● **PROBLEM TO WORK ON**:
Reproduce each of the records below word for word.
[START]
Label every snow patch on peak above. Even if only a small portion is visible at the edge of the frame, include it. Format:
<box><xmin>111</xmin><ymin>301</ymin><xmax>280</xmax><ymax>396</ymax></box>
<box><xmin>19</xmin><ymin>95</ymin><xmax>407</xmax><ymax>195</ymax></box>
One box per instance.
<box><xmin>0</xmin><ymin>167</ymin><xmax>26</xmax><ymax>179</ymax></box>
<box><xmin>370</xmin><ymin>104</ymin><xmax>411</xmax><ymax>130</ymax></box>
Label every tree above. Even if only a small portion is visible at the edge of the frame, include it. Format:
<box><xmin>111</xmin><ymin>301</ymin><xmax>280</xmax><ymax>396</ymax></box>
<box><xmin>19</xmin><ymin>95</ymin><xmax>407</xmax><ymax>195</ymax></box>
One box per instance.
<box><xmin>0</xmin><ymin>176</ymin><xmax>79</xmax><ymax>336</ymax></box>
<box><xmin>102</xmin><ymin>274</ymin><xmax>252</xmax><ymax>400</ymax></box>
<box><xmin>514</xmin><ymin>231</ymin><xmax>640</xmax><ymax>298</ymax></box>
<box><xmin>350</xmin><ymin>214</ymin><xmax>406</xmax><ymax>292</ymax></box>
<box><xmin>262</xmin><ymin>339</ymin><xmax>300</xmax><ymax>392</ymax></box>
[END]
● **RESPONSE TO THE TASK**:
Label every snow patch on peak above. Even if only a small portion is visible at the edge of the frame, include it. Format:
<box><xmin>111</xmin><ymin>301</ymin><xmax>280</xmax><ymax>396</ymax></box>
<box><xmin>19</xmin><ymin>95</ymin><xmax>407</xmax><ymax>195</ymax></box>
One box per instance.
<box><xmin>0</xmin><ymin>167</ymin><xmax>26</xmax><ymax>179</ymax></box>
<box><xmin>370</xmin><ymin>104</ymin><xmax>411</xmax><ymax>130</ymax></box>
Label every tree above. Even if only a small portion is visible at the edge of the frame, include it. Format:
<box><xmin>111</xmin><ymin>301</ymin><xmax>280</xmax><ymax>396</ymax></box>
<box><xmin>19</xmin><ymin>95</ymin><xmax>407</xmax><ymax>195</ymax></box>
One box per instance.
<box><xmin>0</xmin><ymin>176</ymin><xmax>79</xmax><ymax>336</ymax></box>
<box><xmin>102</xmin><ymin>274</ymin><xmax>252</xmax><ymax>400</ymax></box>
<box><xmin>514</xmin><ymin>231</ymin><xmax>640</xmax><ymax>298</ymax></box>
<box><xmin>350</xmin><ymin>214</ymin><xmax>406</xmax><ymax>292</ymax></box>
<box><xmin>262</xmin><ymin>339</ymin><xmax>300</xmax><ymax>392</ymax></box>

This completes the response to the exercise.